*** Raw records ***

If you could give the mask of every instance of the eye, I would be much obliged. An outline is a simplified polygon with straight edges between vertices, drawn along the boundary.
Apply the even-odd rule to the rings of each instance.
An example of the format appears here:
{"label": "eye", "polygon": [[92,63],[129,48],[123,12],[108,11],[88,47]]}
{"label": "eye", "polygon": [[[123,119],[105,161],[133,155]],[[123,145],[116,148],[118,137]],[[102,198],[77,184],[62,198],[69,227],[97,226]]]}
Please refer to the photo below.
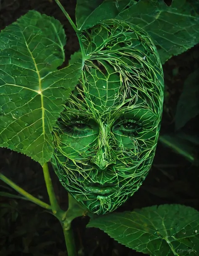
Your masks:
{"label": "eye", "polygon": [[138,135],[139,132],[141,129],[141,127],[134,120],[123,120],[117,125],[115,130],[119,131],[125,136],[128,137],[135,136]]}
{"label": "eye", "polygon": [[65,129],[68,133],[76,137],[81,137],[86,134],[91,128],[83,121],[74,122],[65,124]]}

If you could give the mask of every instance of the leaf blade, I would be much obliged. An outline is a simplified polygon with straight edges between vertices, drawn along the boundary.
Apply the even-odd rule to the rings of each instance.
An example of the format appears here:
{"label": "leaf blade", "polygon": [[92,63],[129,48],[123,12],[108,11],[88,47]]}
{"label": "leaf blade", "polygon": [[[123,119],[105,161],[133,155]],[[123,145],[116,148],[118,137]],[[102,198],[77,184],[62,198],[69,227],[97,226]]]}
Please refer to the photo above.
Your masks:
{"label": "leaf blade", "polygon": [[0,145],[43,166],[52,153],[52,128],[78,81],[82,63],[57,70],[65,58],[63,26],[36,11],[0,35]]}
{"label": "leaf blade", "polygon": [[191,250],[191,255],[196,256],[199,250],[199,212],[183,205],[153,206],[107,214],[91,219],[86,227],[92,227],[150,255],[178,255],[178,249],[181,248],[185,255]]}
{"label": "leaf blade", "polygon": [[185,0],[174,0],[170,6],[163,1],[140,0],[115,18],[129,21],[142,28],[153,40],[164,64],[199,42],[199,15]]}

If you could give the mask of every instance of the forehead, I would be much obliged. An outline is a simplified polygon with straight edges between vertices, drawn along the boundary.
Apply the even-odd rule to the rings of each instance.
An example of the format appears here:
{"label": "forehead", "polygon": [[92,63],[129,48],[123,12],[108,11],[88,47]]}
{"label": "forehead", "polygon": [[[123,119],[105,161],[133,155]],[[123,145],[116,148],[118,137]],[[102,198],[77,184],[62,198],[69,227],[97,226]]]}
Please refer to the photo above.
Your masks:
{"label": "forehead", "polygon": [[85,82],[76,86],[66,104],[68,110],[72,109],[76,114],[87,113],[106,118],[118,111],[146,105],[146,97],[141,95],[138,86],[124,84],[120,73],[112,67],[106,66],[106,71],[101,69],[92,69],[86,74]]}

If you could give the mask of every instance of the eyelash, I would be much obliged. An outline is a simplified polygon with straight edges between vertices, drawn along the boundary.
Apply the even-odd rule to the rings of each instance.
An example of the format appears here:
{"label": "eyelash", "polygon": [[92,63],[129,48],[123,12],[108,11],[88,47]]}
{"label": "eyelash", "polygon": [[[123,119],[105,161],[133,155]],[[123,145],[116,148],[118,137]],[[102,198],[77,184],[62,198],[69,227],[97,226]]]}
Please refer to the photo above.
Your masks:
{"label": "eyelash", "polygon": [[[133,124],[136,124],[136,121],[135,121],[135,120],[133,120],[132,119],[128,119],[128,120],[123,120],[123,121],[122,121],[122,122],[120,123],[118,125],[121,125],[122,124],[128,124],[129,123],[133,123]],[[84,135],[85,135],[86,133],[86,131],[78,131],[77,130],[75,130],[74,129],[73,129],[71,127],[71,126],[72,126],[73,125],[75,125],[75,124],[85,124],[84,123],[84,122],[82,121],[80,121],[79,122],[74,122],[73,124],[70,124],[70,125],[66,125],[65,126],[65,130],[66,130],[66,131],[69,133],[71,133],[71,135],[75,135],[75,136],[77,136],[79,137],[81,137],[81,136],[83,136]],[[138,127],[138,129],[139,129],[139,127]],[[135,136],[135,134],[136,132],[136,131],[134,131],[133,132],[130,132],[130,131],[125,131],[123,129],[121,129],[120,130],[122,132],[122,133],[123,133],[123,134],[124,135],[125,135],[125,136],[129,136],[129,137],[131,137],[131,136]]]}
{"label": "eyelash", "polygon": [[66,125],[65,126],[65,130],[66,130],[66,131],[69,133],[71,133],[71,134],[72,135],[75,135],[75,136],[83,136],[84,135],[85,135],[86,133],[86,132],[85,131],[78,131],[77,130],[75,130],[74,129],[73,129],[72,128],[71,128],[70,127],[72,126],[72,125],[74,125],[74,124],[84,124],[84,122],[83,121],[81,121],[79,122],[74,122],[73,124],[70,124],[70,125]]}
{"label": "eyelash", "polygon": [[[122,121],[122,122],[119,123],[118,125],[119,126],[122,124],[128,124],[129,123],[131,123],[131,124],[132,124],[132,123],[135,124],[135,125],[136,126],[135,128],[137,128],[137,122],[136,121],[135,121],[135,120],[132,120],[132,119],[127,119],[127,120],[123,120],[123,121]],[[137,133],[137,130],[138,129],[139,129],[139,127],[137,127],[137,129],[136,129],[136,130],[135,131],[132,131],[132,132],[125,131],[122,129],[121,129],[120,130],[122,132],[125,136],[129,136],[130,137],[131,136],[135,136],[135,135],[136,135],[136,134]]]}

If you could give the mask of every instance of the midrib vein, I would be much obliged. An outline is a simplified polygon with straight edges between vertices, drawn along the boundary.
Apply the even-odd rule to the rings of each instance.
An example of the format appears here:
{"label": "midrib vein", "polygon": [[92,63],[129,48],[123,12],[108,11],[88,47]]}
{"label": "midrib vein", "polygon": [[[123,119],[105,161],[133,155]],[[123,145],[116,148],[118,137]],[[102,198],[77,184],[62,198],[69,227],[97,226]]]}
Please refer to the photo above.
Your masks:
{"label": "midrib vein", "polygon": [[44,96],[43,96],[43,94],[42,94],[42,84],[41,84],[41,77],[40,77],[40,74],[39,74],[39,70],[38,70],[38,69],[37,68],[37,63],[35,61],[35,60],[34,59],[34,58],[33,57],[33,55],[32,54],[32,53],[31,52],[31,50],[29,49],[29,47],[28,45],[27,44],[27,43],[26,43],[26,40],[25,39],[25,37],[24,37],[24,40],[25,40],[25,42],[26,45],[27,47],[27,48],[28,49],[28,50],[29,52],[29,53],[31,56],[31,57],[33,60],[33,62],[34,63],[34,64],[35,66],[35,69],[36,70],[36,72],[37,74],[37,76],[38,77],[39,88],[39,91],[41,92],[40,93],[39,93],[38,92],[38,94],[39,94],[41,95],[41,104],[42,104],[41,108],[42,108],[42,128],[43,134],[44,135],[44,139],[45,140],[45,121],[44,121],[45,108],[44,108],[44,102],[43,102],[43,97]]}

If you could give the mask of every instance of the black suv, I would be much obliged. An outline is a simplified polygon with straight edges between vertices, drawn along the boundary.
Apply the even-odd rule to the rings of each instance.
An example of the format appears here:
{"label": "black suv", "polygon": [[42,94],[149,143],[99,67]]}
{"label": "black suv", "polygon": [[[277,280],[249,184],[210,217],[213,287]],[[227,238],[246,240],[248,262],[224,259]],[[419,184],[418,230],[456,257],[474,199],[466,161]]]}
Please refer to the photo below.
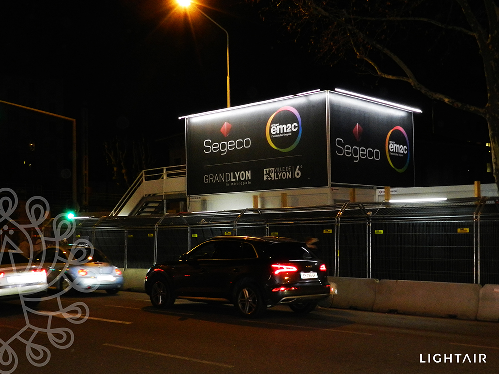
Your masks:
{"label": "black suv", "polygon": [[256,317],[267,307],[288,304],[298,313],[313,310],[329,296],[326,266],[306,244],[273,237],[212,238],[179,260],[157,264],[146,275],[153,305],[176,298],[233,304]]}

***

> [Goal] Could you reproduce all of the items above word for word, leaving out the pictures?

> [The output]
If you could give the mask of every instance of the eye, I would be much obliged. An outline is a simplified polygon with straight edges between vertices, drawn along the boundary.
Apply the even-odd rule to the rings of each instance.
An example of the format appears here:
{"label": "eye", "polygon": [[92,63],[129,48],[123,12],[108,11],[88,47]]}
{"label": "eye", "polygon": [[[123,119],[105,161],[133,155]],[[123,145],[116,148],[118,137]],[[102,198],[77,184],[62,198],[69,227],[97,226]]]}
Please refer to the photo below.
Your masks:
{"label": "eye", "polygon": [[138,135],[139,132],[141,129],[141,127],[134,120],[123,120],[117,125],[115,130],[119,131],[125,136],[128,137],[135,136]]}
{"label": "eye", "polygon": [[65,129],[68,133],[76,137],[81,137],[86,134],[91,128],[83,121],[74,122],[65,124]]}

If you could give the mask of every instance of the leaf blade, I would be much obliged. An outline is a simplified polygon with straight edges between vertices, drawn along the boundary.
Apply the even-odd rule to the rings of each instance.
An example of the format appears here:
{"label": "leaf blade", "polygon": [[92,63],[129,48],[123,12],[108,11],[88,47]]}
{"label": "leaf blade", "polygon": [[[123,119],[105,161],[133,155]],[[123,145],[116,148],[118,137]],[[102,198],[77,184],[62,198],[69,227],[97,226]]]}
Please refer to the photo above.
Your masks:
{"label": "leaf blade", "polygon": [[0,145],[43,166],[52,153],[52,128],[78,81],[82,63],[57,70],[65,58],[63,26],[36,11],[0,35]]}
{"label": "leaf blade", "polygon": [[191,250],[191,255],[196,256],[199,250],[199,212],[183,205],[153,206],[107,214],[91,219],[86,227],[92,227],[150,255],[178,255],[178,249],[181,248],[185,255]]}
{"label": "leaf blade", "polygon": [[185,0],[174,0],[170,6],[163,1],[140,0],[115,18],[129,21],[142,28],[153,40],[164,64],[199,42],[199,15]]}

If you could give the mask of every instance of the forehead, I would be much obliged. An outline is a simplified polygon with straight edges between vertices, drawn along the boundary.
Apply the even-odd rule to the rings of each instance.
An example of the format appears here:
{"label": "forehead", "polygon": [[92,63],[129,48],[123,12],[108,11],[88,47]]}
{"label": "forehead", "polygon": [[[123,119],[105,161],[133,155]],[[123,145],[116,148],[118,137]],[[102,198],[77,184],[62,198],[69,227],[97,226]]]}
Please refer to the photo above.
Your masks:
{"label": "forehead", "polygon": [[85,82],[76,86],[66,104],[68,110],[72,109],[76,114],[87,113],[106,118],[118,111],[146,105],[146,97],[141,95],[138,86],[124,84],[120,73],[112,67],[106,66],[106,71],[101,69],[92,69],[86,74]]}

If you could give the mask of every instance of the eyelash, I would be much obliged. An outline is a simplified polygon with straight edges between vertices, drawn along the boundary.
Apply the even-odd rule to the rings of each instance.
An example of the format appears here:
{"label": "eyelash", "polygon": [[92,63],[129,48],[123,12],[108,11],[88,47]]}
{"label": "eyelash", "polygon": [[[123,119],[105,161],[133,155]],[[123,145],[116,148],[118,137]],[[102,198],[77,184],[62,198],[69,227],[97,226]]]}
Please refer to the photo above.
Your masks:
{"label": "eyelash", "polygon": [[[133,124],[136,124],[136,121],[135,121],[135,120],[133,120],[132,119],[128,119],[128,120],[123,120],[123,121],[122,121],[122,122],[120,123],[118,125],[121,125],[122,124],[128,124],[129,123],[133,123]],[[84,135],[85,135],[86,133],[86,131],[78,131],[77,130],[75,130],[74,129],[73,129],[71,127],[71,126],[72,126],[73,125],[75,125],[75,124],[85,124],[84,123],[84,122],[82,121],[80,121],[79,122],[74,122],[73,124],[70,124],[70,125],[66,125],[65,126],[65,130],[66,130],[66,131],[69,133],[71,133],[71,135],[75,135],[75,136],[77,136],[79,137],[81,137],[81,136],[83,136]],[[138,127],[138,129],[139,129],[139,127]],[[135,136],[135,134],[136,132],[136,131],[134,131],[133,132],[130,132],[130,131],[125,131],[123,129],[121,129],[120,130],[122,132],[122,133],[123,133],[123,134],[124,135],[125,135],[125,136],[129,136],[129,137],[131,137],[131,136]]]}
{"label": "eyelash", "polygon": [[66,125],[65,126],[65,130],[66,130],[66,131],[69,133],[71,133],[71,134],[72,135],[75,135],[75,136],[83,136],[84,135],[85,135],[86,133],[86,132],[85,131],[78,131],[77,130],[75,130],[74,129],[73,129],[72,128],[71,128],[70,127],[72,126],[72,125],[74,125],[74,124],[84,124],[84,122],[83,121],[81,121],[79,122],[74,122],[73,124],[70,124],[70,125]]}
{"label": "eyelash", "polygon": [[[122,121],[122,122],[119,123],[118,125],[119,126],[122,124],[128,124],[129,123],[131,123],[131,124],[132,124],[132,123],[135,124],[135,125],[136,126],[135,128],[137,128],[137,122],[136,121],[135,121],[135,120],[132,120],[132,119],[127,119],[127,120],[123,120],[123,121]],[[137,133],[137,130],[138,129],[139,129],[139,127],[137,127],[137,129],[136,129],[136,130],[135,131],[132,131],[132,132],[125,131],[122,129],[121,129],[120,130],[122,132],[125,136],[129,136],[130,137],[131,136],[135,136],[135,135],[136,135],[136,134]]]}

If you could give the mask of every instance of the midrib vein, I would be much obliged. An outline is a simplified polygon with straight edges between vertices, drawn along the boundary.
Apply the even-odd rule to the rings of each instance.
An example of the format appears here:
{"label": "midrib vein", "polygon": [[92,63],[129,48],[123,12],[108,11],[88,47]]}
{"label": "midrib vein", "polygon": [[[123,119],[105,161],[133,155]],[[123,145],[116,148],[118,137]],[[102,198],[77,184],[62,198],[69,227],[97,226]]]}
Please refer to the photo above.
Your masks:
{"label": "midrib vein", "polygon": [[44,96],[43,96],[43,94],[42,94],[42,84],[41,84],[41,77],[40,77],[40,74],[39,74],[39,70],[38,70],[38,69],[37,68],[37,63],[35,61],[35,60],[34,59],[34,58],[33,57],[33,55],[32,54],[32,53],[31,52],[31,50],[29,49],[29,47],[28,45],[27,44],[27,43],[26,43],[26,40],[25,39],[25,37],[24,37],[24,40],[25,40],[25,42],[26,45],[27,47],[27,48],[28,49],[28,50],[29,52],[29,53],[31,56],[31,57],[33,60],[33,62],[34,63],[34,64],[35,66],[35,69],[36,70],[36,72],[37,74],[37,76],[38,77],[39,88],[39,91],[41,92],[40,93],[39,93],[38,92],[38,94],[39,94],[41,95],[41,104],[42,104],[41,108],[42,108],[42,128],[43,134],[44,135],[44,139],[45,140],[45,121],[44,121],[45,108],[44,108],[44,102],[43,102],[43,97]]}

If you could give the mask of every instance of the black suv, I would be much obliged. An outline is a simplified polygon with straight edges between vertices, drawn along the boundary.
Apply the even-odd rule to the rings of each instance.
An example of the format appears here:
{"label": "black suv", "polygon": [[42,94],[149,143],[99,67]]}
{"label": "black suv", "polygon": [[[277,280],[249,184],[210,217],[213,287]],[[227,238],[246,240],[248,262],[224,259]],[[419,184],[418,230],[456,257],[474,199],[466,161]]]}
Please refer to the photo below.
Your masks:
{"label": "black suv", "polygon": [[256,317],[267,307],[288,304],[298,313],[313,310],[329,296],[326,266],[306,244],[273,237],[212,238],[179,260],[157,264],[146,275],[153,305],[176,298],[233,304]]}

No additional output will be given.